Please edit the data below so that "large rear tire" becomes "big back wheel", leaving every other line as it is. Omit the pictures from your answer.

* Location labeling data:
____
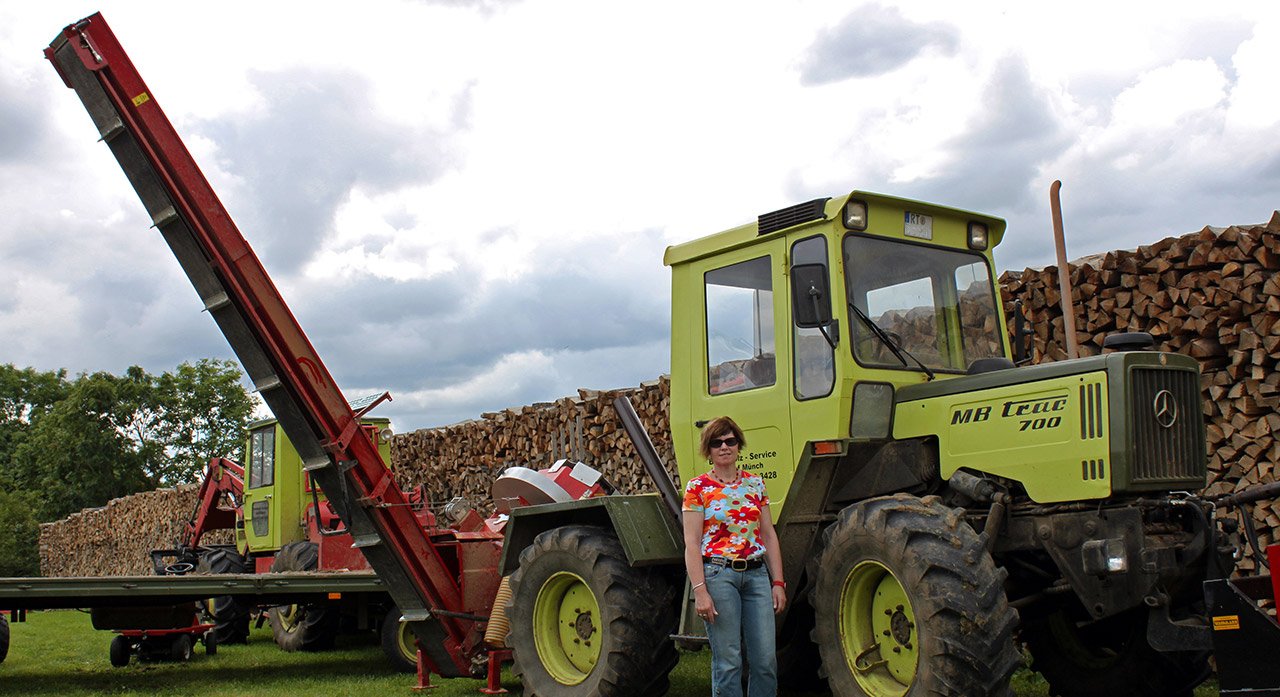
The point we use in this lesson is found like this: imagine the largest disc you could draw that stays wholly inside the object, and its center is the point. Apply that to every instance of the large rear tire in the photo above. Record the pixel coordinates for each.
(1110, 656)
(909, 603)
(304, 627)
(228, 615)
(586, 623)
____
* OUTPUT OF THE TASK:
The point we use in this lesson is found like this: imagine the largest disc you could draw that stays wholly inside the object, and its center is the point. Apply that to every instance of the big back wheel in the photo above. Record the pixel coordinates for each.
(1110, 656)
(909, 603)
(304, 627)
(228, 615)
(586, 623)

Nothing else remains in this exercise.